**Opdrachten:**
1. Welke afmetingen heeft volgens de tekst over vaccinatietechniek de injectienaald waarmee het rubberdopje van de vaccinflacon wordt doorgeprikt?
2. Schrijf de tekst over spuiten en naalden bij vaccinatie verder na de laatste zin.
--- Gegeven tekst ---
Vaccinatietechniek: spuiten en naalden

RIVM-DVP/LCC levert zowel injectiespuiten (1 ml en 3 ml) als naalden voor klaarmaken van het vaccin (blunt needle) en toediening (veiligenaaldsystemen of reguliere naalden). Zie in de LCI-richtlijnen bijlage 6 Beschikbare spuiten en naalden.

Voor het doorprikken van het rubberdopje van de vaccinflacon is een injectienaald 18G geleverd (1,2 x 40 mm). Er kan wel eens een ponsje van de rubberen dop in de vloeistof gezien worden. Dat heeft geen invloed op de kwaliteit van het vaccin.

In het Arbeidsomstandigheden (Arbo)-besluit is het gebruik van veiligenaaldsystemen opgenomen. De COVID-19-vaccins zijn geschikt voor de veiligenaaldsystemen die geleverd worden. Vanwege het gebruik van low- of zero dead volume materialen, zal het RIVM deze reguliere naalden verstrekken. Vaccineren met reguliere naalden dient in de procedures en werkwijze van uitvoeringsorganisaties opgenomen te zijn.

De naald die geleverd wordt, is 25 mm lang. Dit zijn standaard naalden voor intramusculaire vaccinatie en de meeste kinderen, jongeren en volwassenen kunnen hiermee gevaccineerd worden. Intramusculair vaccineren een voorwaarde om het vaccin effectief te laten zijn. Subcutane injecties moeten worden vermeden. Bij de juiste vaccinatietechniek (zie paragraaf 6.2) lukt het meestal om i.m. te vaccineren met een 25 mm-naald.
--- Materiaal ---
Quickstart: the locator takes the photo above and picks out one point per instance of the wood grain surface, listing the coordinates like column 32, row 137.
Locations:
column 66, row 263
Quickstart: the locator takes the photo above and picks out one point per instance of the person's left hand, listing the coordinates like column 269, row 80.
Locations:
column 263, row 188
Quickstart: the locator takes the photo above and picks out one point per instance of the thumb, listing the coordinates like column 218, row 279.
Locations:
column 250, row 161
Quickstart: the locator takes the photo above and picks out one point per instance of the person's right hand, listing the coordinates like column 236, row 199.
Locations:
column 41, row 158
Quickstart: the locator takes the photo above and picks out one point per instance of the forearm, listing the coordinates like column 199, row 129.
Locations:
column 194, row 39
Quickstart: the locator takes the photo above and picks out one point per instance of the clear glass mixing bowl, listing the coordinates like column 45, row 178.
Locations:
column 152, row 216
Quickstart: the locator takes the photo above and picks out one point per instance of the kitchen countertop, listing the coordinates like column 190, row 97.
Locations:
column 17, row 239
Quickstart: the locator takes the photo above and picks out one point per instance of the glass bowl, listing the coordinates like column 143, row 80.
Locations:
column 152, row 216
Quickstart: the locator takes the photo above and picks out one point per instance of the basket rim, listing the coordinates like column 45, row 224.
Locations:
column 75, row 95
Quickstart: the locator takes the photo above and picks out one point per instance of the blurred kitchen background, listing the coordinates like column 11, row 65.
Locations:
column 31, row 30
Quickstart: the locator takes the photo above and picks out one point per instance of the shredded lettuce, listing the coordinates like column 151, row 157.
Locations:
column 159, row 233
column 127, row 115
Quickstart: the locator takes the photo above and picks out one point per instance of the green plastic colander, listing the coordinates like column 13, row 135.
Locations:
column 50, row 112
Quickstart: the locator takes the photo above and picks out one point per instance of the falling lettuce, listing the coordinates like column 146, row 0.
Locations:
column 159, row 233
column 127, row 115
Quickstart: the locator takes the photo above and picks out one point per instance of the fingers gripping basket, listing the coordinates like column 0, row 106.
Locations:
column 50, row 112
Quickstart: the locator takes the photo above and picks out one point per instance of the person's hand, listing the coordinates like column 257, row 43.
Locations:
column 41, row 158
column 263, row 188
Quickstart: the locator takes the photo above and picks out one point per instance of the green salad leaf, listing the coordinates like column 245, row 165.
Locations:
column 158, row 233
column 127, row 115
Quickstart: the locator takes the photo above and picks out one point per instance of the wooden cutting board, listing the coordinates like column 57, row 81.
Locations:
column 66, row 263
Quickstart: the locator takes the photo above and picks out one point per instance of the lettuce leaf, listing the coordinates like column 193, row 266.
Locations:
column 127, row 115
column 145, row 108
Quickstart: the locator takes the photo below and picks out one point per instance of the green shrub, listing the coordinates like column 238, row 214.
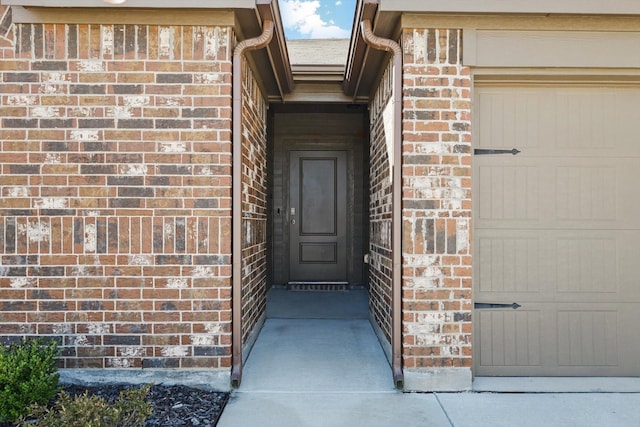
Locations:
column 28, row 375
column 131, row 409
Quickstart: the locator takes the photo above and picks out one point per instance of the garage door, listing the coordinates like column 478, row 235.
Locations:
---
**Antwoorden:**
1. 1,2 x 40 mm (18G).

2.
Bij ernstige obesitas, in het geval van een te dikke subcutane vetlaag, kan het nodig zijn om een langere naald te gebruiken (38 mm). Bij het gebruik van een langere naald moet een normale hoeveelheid vaccin (0,3 ml of 0,5 ml afhankelijk van het vaccin) in de toedieningsspuit opgetrokken worden. Bij twijfel over de juiste naaldlengte kan dit op de volgende manier gecontroleerd worden: pak de huidplooi tussen duim en wijsvinger en beoordeel de dikte: als de naald korter is dan de helft van de huidplooi, dan moet je een langere naald nemen. Op basis van gewicht of BMI wordt daarnaast bij de volgende waarden geadviseerd om met een langere naald (38 mm) te vaccineren:

  • Gewicht: bij vrouwen met een gewicht >90 kg; bij mannen met een gewicht >118 kg;

of

  • BMI >40.

Specifieke informatie over het klaarmaken van de vaccins en over het gebruik van langere naalden met een spaardoorn staat in de Instructie gebruik langere naald met spaardoorn bij vaccinvoorbereiding.